Saved data entries:
====

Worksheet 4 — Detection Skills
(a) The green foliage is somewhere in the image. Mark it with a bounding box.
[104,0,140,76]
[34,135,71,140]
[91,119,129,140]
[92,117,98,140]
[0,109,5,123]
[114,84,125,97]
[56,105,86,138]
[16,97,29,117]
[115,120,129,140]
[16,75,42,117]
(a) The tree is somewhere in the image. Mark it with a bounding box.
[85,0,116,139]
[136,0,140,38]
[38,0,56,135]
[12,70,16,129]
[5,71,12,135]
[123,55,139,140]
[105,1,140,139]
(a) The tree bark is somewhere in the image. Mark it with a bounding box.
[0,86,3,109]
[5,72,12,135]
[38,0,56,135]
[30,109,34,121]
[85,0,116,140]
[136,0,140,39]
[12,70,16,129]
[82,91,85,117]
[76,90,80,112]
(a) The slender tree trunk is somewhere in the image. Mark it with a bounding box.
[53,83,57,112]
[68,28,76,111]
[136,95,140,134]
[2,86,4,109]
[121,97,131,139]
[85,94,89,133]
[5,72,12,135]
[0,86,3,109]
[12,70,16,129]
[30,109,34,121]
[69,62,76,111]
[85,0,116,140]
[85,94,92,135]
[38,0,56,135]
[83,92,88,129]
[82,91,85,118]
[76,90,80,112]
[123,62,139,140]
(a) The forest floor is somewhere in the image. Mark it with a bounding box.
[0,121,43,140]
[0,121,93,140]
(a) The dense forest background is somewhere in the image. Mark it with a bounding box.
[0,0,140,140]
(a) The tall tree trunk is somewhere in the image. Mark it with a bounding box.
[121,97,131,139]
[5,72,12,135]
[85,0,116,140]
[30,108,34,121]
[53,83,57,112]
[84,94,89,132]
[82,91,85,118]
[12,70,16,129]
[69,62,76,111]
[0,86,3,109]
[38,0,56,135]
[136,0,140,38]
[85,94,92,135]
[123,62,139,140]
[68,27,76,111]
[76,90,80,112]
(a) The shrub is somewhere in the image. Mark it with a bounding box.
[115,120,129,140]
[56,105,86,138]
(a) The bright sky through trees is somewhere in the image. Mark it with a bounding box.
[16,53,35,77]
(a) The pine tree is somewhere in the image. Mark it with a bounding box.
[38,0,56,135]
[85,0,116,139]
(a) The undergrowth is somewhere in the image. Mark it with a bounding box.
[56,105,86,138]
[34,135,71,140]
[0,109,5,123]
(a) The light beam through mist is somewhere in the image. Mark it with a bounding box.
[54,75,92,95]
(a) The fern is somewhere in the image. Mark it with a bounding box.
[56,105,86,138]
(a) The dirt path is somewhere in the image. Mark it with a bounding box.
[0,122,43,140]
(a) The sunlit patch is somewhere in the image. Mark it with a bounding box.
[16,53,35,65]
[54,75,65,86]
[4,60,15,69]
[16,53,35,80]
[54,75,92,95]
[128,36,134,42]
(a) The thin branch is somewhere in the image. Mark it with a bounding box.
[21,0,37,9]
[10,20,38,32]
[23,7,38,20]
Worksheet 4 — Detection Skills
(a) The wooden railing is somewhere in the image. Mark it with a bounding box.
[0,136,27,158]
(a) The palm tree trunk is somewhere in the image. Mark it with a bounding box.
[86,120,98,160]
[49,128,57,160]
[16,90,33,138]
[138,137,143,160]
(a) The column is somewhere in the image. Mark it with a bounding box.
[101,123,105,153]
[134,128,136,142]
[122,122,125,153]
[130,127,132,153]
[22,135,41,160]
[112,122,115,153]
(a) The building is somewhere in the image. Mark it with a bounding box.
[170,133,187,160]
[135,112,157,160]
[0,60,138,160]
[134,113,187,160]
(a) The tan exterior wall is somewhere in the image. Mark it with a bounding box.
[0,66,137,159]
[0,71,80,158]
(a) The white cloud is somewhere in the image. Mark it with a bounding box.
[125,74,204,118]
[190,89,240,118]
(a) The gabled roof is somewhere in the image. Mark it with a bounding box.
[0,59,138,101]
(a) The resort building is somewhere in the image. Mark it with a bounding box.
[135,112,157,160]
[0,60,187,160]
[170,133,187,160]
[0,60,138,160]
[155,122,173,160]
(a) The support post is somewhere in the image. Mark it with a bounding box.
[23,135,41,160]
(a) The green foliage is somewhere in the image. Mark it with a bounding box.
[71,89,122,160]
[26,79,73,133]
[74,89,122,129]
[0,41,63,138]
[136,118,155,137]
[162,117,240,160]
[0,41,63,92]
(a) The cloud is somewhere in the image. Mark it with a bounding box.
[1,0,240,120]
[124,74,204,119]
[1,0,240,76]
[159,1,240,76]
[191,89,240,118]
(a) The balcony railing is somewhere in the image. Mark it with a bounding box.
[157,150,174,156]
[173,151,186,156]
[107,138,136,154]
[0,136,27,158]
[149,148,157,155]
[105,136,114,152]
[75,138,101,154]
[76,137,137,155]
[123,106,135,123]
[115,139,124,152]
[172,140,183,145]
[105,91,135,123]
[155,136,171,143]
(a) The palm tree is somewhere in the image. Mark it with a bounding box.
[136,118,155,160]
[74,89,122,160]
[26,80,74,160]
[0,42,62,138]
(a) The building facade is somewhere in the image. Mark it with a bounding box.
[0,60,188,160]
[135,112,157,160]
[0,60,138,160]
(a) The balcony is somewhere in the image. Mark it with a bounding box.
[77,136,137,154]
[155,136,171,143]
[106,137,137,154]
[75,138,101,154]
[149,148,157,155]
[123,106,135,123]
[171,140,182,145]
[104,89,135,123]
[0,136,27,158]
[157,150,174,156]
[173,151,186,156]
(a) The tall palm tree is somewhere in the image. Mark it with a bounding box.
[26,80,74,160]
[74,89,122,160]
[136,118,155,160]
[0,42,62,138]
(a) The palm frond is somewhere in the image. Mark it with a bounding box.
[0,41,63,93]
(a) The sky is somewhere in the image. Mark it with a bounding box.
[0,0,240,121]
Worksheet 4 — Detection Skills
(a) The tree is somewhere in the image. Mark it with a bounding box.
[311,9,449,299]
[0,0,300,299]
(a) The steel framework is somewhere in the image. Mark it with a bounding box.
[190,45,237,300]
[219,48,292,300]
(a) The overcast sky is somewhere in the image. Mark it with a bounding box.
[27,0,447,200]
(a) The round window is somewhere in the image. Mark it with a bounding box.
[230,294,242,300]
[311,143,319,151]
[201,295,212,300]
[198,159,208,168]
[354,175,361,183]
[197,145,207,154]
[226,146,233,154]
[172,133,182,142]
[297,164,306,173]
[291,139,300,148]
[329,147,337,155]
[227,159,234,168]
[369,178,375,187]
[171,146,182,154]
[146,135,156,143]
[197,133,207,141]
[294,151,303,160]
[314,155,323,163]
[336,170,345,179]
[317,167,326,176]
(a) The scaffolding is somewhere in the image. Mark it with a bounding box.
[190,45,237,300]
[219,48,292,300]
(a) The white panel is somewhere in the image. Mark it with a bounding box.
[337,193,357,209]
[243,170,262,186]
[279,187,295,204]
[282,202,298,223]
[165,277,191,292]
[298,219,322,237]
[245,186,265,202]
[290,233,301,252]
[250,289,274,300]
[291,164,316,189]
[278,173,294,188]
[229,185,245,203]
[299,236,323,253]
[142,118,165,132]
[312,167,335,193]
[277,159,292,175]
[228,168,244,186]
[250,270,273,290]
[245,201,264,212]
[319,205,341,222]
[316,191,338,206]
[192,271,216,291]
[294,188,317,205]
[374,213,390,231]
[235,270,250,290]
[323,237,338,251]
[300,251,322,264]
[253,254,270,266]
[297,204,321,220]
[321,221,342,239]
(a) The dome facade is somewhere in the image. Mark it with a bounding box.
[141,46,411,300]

====

# Your assignment
Output every entry exactly.

# Solution for this problem
Worksheet 4 — Detection Skills
(a) The green foliage is somewhere in the image. Mark it with a bounding box.
[104,0,140,76]
[34,135,71,140]
[91,119,129,140]
[92,117,98,140]
[0,109,5,123]
[114,84,125,97]
[56,105,86,138]
[16,97,29,117]
[115,120,129,140]
[16,75,42,117]
(a) The tree is somewhere in the image. Mark it with a bounding box.
[85,0,116,139]
[136,0,140,38]
[38,0,56,135]
[12,70,16,129]
[5,71,12,135]
[123,55,139,140]
[105,1,140,139]
(a) The tree bark is somewhere in the image. Mark it with a bounding box.
[0,86,3,109]
[5,72,12,135]
[38,0,56,135]
[30,109,34,121]
[85,0,116,140]
[136,0,140,39]
[12,70,16,129]
[82,91,85,117]
[76,90,80,112]
(a) The slender tree trunk is somewhere in the image. Mark it with a bounding box.
[53,83,57,112]
[68,28,76,111]
[136,95,140,134]
[2,86,4,109]
[121,97,131,139]
[85,94,89,133]
[5,72,12,135]
[0,86,3,109]
[12,70,16,129]
[30,109,34,121]
[69,62,76,111]
[85,0,116,140]
[85,94,92,135]
[38,0,56,135]
[83,92,88,129]
[82,91,85,118]
[76,90,80,112]
[123,62,139,140]
(a) The forest floor is somewhere in the image. Mark it with a bounding box.
[0,121,43,140]
[0,121,93,140]
(a) The dense forest background is somewhere in the image. Mark it with a bounding box.
[0,0,140,140]
(a) The tall tree trunk is somewhere in the image. Mark it with a bounding box.
[121,97,131,139]
[5,72,12,135]
[85,0,116,140]
[30,108,34,121]
[53,83,57,112]
[84,94,89,132]
[82,91,85,118]
[12,70,16,129]
[69,62,76,111]
[0,86,3,109]
[38,0,56,135]
[136,0,140,38]
[85,94,92,135]
[123,62,139,140]
[68,27,76,111]
[76,90,80,112]
(a) The shrub is somewhere in the image. Mark it with a bounding box.
[115,120,129,140]
[56,105,86,138]
(a) The bright sky through trees is somewhere in the image. Mark it with a bounding box.
[16,53,35,77]
(a) The pine tree is somewhere in the image. Mark it with a bounding box.
[38,0,56,135]
[85,0,116,139]
(a) The undergrowth is somewhere in the image. Mark it with a bounding box.
[56,105,86,138]
[34,135,71,140]
[0,109,5,123]
(a) The light beam through mist is somewhere in the image. Mark it with a bounding box.
[54,75,92,95]
(a) The fern is somewhere in the image. Mark it with a bounding box.
[56,105,86,138]
(a) The dirt path is somewhere in the image. Mark it with a bounding box.
[0,122,43,140]
(a) The sunlit patch is somewhere in the image. Mark it with a bounding box.
[16,53,35,65]
[54,75,65,86]
[4,60,15,69]
[16,53,35,80]
[54,75,92,95]
[128,36,134,42]
(a) The thin branch is somewhere in the image. Mark it with a bounding box.
[21,0,37,9]
[10,20,38,32]
[23,7,38,20]
Worksheet 4 — Detection Skills
(a) The wooden railing is somewhere in the image. Mark it with a bounding box.
[0,136,27,158]
(a) The palm tree trunk is somewhere in the image. Mark it with a bounding box.
[86,120,98,160]
[49,128,57,160]
[16,90,33,138]
[138,137,143,160]
(a) The column is somewhere in the image. Mark it with a bounding box.
[101,123,105,153]
[134,128,136,142]
[122,122,125,153]
[130,127,132,153]
[22,135,41,160]
[112,122,115,153]
(a) The building is somewhere in the image. Mark it with a bounding box.
[170,133,187,160]
[135,112,157,160]
[0,60,138,160]
[134,113,187,160]
(a) The tan exterior wall is somewhere in the image. Mark it with a bounding box.
[0,66,137,159]
[0,71,80,158]
(a) The white cloud is somewhere in the image. Mark it with a bounding box.
[125,74,204,118]
[190,89,240,118]
(a) The gabled roof is somewhere in the image. Mark it with a bounding box.
[0,59,138,101]
(a) The resort building is somewhere in the image. Mark it with a bounding box.
[135,112,157,160]
[0,60,187,160]
[170,133,187,160]
[0,60,138,160]
[155,122,173,160]
(a) The support post is somewhere in the image. Mark it with a bounding box.
[23,135,41,160]
(a) The green foliage is somewhere in the image. Mark it with a bounding box.
[71,89,122,160]
[26,79,73,133]
[74,89,122,129]
[0,41,63,138]
[136,118,155,137]
[162,117,240,160]
[0,41,63,92]
(a) The cloud is somewhere in the image. Mark it with a bounding box.
[1,0,240,120]
[124,74,204,119]
[1,0,240,76]
[159,1,240,76]
[191,89,240,118]
(a) The balcony railing is somewhere in the image. Mark it with a bounding box.
[157,150,174,156]
[173,151,186,156]
[107,138,136,154]
[0,136,27,158]
[149,148,157,155]
[105,136,114,152]
[75,138,101,154]
[76,137,137,155]
[123,106,135,123]
[115,139,124,152]
[172,140,183,145]
[105,91,135,123]
[155,136,171,143]
(a) The palm tree is somewhere in the image. Mark it with a bounding box.
[136,118,155,160]
[74,89,122,160]
[26,80,74,160]
[0,42,62,138]
(a) The building facade is somewhere in the image. Mark it with a bounding box.
[0,60,188,160]
[135,112,157,160]
[0,60,138,160]
(a) The balcony is somewhere in the image. Mark it with a bounding box.
[77,136,137,154]
[155,136,171,143]
[106,137,137,154]
[75,138,101,154]
[149,148,157,155]
[123,106,135,123]
[171,140,182,145]
[104,89,135,123]
[0,136,27,158]
[157,150,174,156]
[173,151,186,156]
(a) The tall palm tree is somewhere in the image. Mark it with a bounding box.
[26,80,74,160]
[74,89,122,160]
[136,118,155,160]
[0,42,62,138]
(a) The palm frond is somewhere in the image. Mark it with a bounding box.
[0,41,63,93]
(a) The sky is somewhere in the image. Mark it with a bounding box.
[0,0,240,121]
Worksheet 4 — Detection Skills
(a) The tree is somewhere in the image. Mark it with a bounding box.
[311,9,449,299]
[0,0,300,299]
(a) The steel framework is somewhere in the image. Mark it with a bounding box.
[190,45,237,300]
[219,48,292,300]
(a) The overcast sky is somewhere in the image. Mark it with a bounding box.
[27,0,447,200]
(a) The round window is somewhere in the image. Mark it with a bounding box.
[230,294,242,300]
[311,143,319,151]
[201,295,212,300]
[198,159,208,168]
[354,175,361,183]
[197,145,207,154]
[226,146,233,154]
[172,133,182,142]
[297,164,306,173]
[291,139,300,148]
[329,147,337,155]
[227,159,234,168]
[369,178,375,187]
[171,146,182,154]
[146,135,156,143]
[197,133,207,141]
[294,151,303,160]
[314,155,323,163]
[336,170,345,179]
[317,167,326,176]
(a) The scaffolding is somewhere in the image. Mark it with a bounding box.
[190,45,237,300]
[219,48,292,300]
(a) The white panel is somewhere in the image. Mark it with a bounding box.
[337,193,357,209]
[243,170,262,186]
[279,187,295,204]
[282,202,298,223]
[165,277,191,292]
[298,219,322,237]
[245,186,265,202]
[290,233,301,252]
[250,289,274,300]
[291,164,316,189]
[278,173,294,188]
[229,185,245,203]
[299,236,323,253]
[142,118,165,132]
[312,167,335,193]
[277,159,292,175]
[228,168,244,186]
[250,270,273,290]
[245,201,264,212]
[319,205,341,222]
[316,191,338,206]
[192,271,216,291]
[294,188,317,205]
[374,213,390,231]
[235,270,250,290]
[323,237,338,251]
[300,251,322,264]
[253,254,270,266]
[297,204,321,220]
[321,221,342,239]
(a) The dome facade is somewhere in the image. Mark it with a bounding box.
[141,46,411,300]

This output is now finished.